* **Task details**:
Rewrite the lines of all the records below as a JSON list of strings, one string per line, with blank lines left out. Leave the pictures out of the answer.

* **Collected data**:
===============
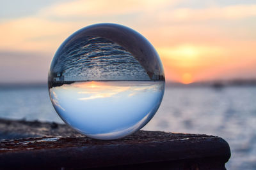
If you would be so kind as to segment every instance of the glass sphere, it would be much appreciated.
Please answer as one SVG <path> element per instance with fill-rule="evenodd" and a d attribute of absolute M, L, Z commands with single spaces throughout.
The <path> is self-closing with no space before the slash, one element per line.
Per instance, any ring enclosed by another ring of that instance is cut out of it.
<path fill-rule="evenodd" d="M 100 139 L 122 138 L 146 125 L 160 106 L 164 84 L 152 45 L 135 31 L 114 24 L 90 25 L 68 37 L 48 76 L 59 116 Z"/>

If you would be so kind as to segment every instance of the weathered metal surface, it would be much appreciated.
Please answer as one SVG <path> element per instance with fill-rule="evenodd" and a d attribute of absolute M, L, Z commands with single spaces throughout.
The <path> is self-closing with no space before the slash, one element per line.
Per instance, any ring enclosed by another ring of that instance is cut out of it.
<path fill-rule="evenodd" d="M 45 137 L 1 140 L 0 169 L 225 169 L 230 157 L 228 144 L 212 136 L 140 131 L 100 141 L 65 125 L 11 122 L 16 134 L 24 126 L 30 134 Z"/>

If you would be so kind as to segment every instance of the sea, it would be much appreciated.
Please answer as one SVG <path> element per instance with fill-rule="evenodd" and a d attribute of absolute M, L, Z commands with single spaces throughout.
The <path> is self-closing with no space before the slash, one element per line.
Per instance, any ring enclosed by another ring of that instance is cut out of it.
<path fill-rule="evenodd" d="M 0 87 L 0 118 L 64 124 L 44 85 Z M 256 86 L 166 86 L 142 129 L 220 136 L 231 149 L 227 169 L 256 169 Z"/>

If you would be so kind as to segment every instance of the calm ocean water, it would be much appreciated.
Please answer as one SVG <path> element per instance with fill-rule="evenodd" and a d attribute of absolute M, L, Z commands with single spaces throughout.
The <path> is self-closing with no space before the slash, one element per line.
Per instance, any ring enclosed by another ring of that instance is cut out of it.
<path fill-rule="evenodd" d="M 0 89 L 0 118 L 63 123 L 45 87 Z M 143 129 L 220 136 L 231 148 L 228 169 L 256 169 L 256 87 L 166 87 Z"/>

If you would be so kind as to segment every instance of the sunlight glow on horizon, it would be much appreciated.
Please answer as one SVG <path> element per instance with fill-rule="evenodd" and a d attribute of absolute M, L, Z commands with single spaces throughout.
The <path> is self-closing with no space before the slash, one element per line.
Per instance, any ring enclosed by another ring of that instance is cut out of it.
<path fill-rule="evenodd" d="M 100 22 L 126 25 L 147 38 L 167 81 L 256 79 L 256 3 L 76 0 L 8 17 L 0 20 L 0 83 L 46 81 L 61 43 Z"/>

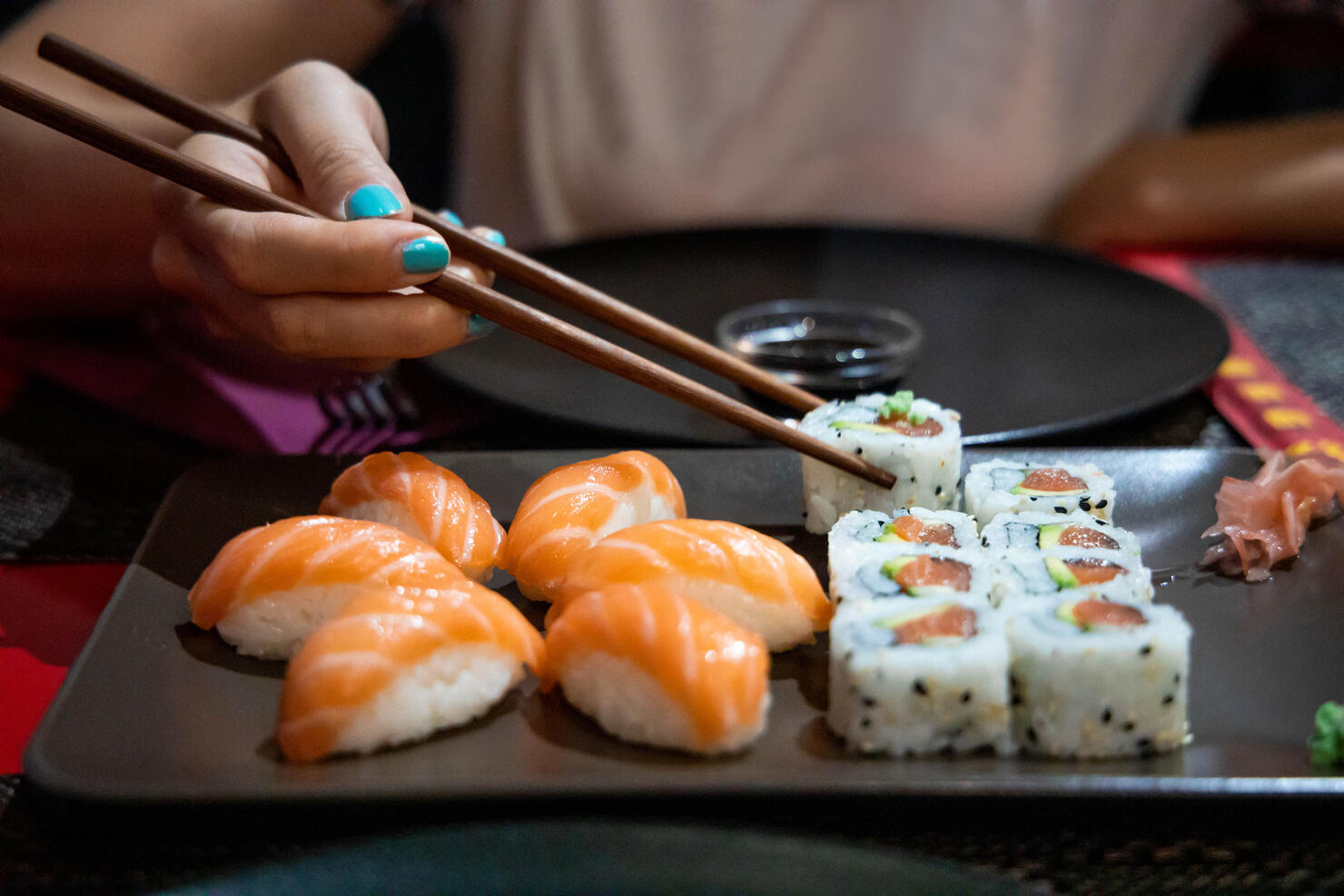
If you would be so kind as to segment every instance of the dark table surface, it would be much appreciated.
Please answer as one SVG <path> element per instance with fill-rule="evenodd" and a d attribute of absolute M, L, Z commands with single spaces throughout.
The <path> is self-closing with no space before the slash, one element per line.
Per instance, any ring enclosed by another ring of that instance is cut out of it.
===============
* **Solution**:
[
  "If you would be so kind as to segment every instance of the glass sphere, it would be much appreciated.",
  "Please answer as one SVG <path> element per instance with fill-rule=\"evenodd\" and a d attribute of absolute M, L, Z commands with single spaces throughout.",
  "The <path> is self-closing with no space before the slash, one element per line.",
  "Per instance, any ring enclosed by another ring of that instance is cut out of it.",
  "<path fill-rule=\"evenodd\" d=\"M 100 139 L 122 138 L 146 125 L 160 106 L 164 84 L 152 45 L 135 31 L 114 24 L 90 25 L 68 37 L 48 76 L 59 116 Z\"/>",
  "If you would be so kind as to segment every instance of the weathered metal surface, it would be much appreciated.",
  "Please answer as one SVG <path> element per instance with fill-rule=\"evenodd\" and a d attribute of absolute M, L, Z commands with single spaces throughout.",
  "The <path> is self-closing with no space before the slash, one element per line.",
  "Per instance, any ring enclosed by another ring of that instance is cut out of it.",
  "<path fill-rule=\"evenodd\" d=\"M 45 137 L 1 140 L 0 169 L 225 169 L 230 157 L 228 144 L 212 136 L 140 131 L 100 141 L 65 125 L 11 122 L 16 134 L 24 126 L 30 134 Z\"/>",
  "If you would be so kind as to segment every instance of the sea, it would be much appreciated.",
  "Please answer as one SVG <path> element per instance with fill-rule=\"evenodd\" and a d attribute of absolute M, L, Z commands with single spaces throughout.",
  "The <path> is self-closing with no space before the slash, one element per line.",
  "Per instance, any ring enclosed by another ring of that instance is cut out of it.",
  "<path fill-rule=\"evenodd\" d=\"M 0 87 L 0 118 L 64 124 L 44 85 Z M 256 86 L 166 86 L 142 129 L 220 136 L 231 149 L 227 169 L 256 169 Z\"/>",
  "If you would be so kind as to segment every instance of the calm ocean water, it would be much appreciated.",
  "Please answer as one SVG <path> element per instance with fill-rule=\"evenodd\" and a d attribute of absolute M, L, Z commands with single spaces throughout.",
  "The <path> is self-closing with no space before the slash, one element per line.",
  "Per instance, any ring enclosed by another ring of that instance is cut out of it.",
  "<path fill-rule=\"evenodd\" d=\"M 0 89 L 0 118 L 63 123 L 45 87 Z M 143 129 L 220 136 L 231 148 L 228 169 L 256 169 L 256 87 L 166 87 Z\"/>",
  "If you would be so kind as to segment every instance of the sunlight glow on horizon, it would be much appreciated.",
  "Please answer as one SVG <path> element per instance with fill-rule=\"evenodd\" and a d attribute of absolute M, L, Z commands with single spaces throughout.",
  "The <path> is self-closing with no space before the slash, one element per line.",
  "Per instance, any ring enclosed by another ring of that instance is cut out of it.",
  "<path fill-rule=\"evenodd\" d=\"M 100 22 L 126 25 L 147 38 L 167 81 L 256 79 L 256 3 L 76 0 L 8 17 L 0 20 L 0 83 L 46 81 L 61 43 Z\"/>",
  "If you would be so kind as to segment every instance of the dark table surface, it would be much appreciated.",
  "Please answer as one SVG <path> element per instance with fill-rule=\"evenodd\" and a d attribute of absolute M, L, Z commands with single spaces throughout.",
  "The <path> is self-closing with no space before the slash, one element per line.",
  "Per instance, any ring enclosed by another ring of that instance is cut out of it."
]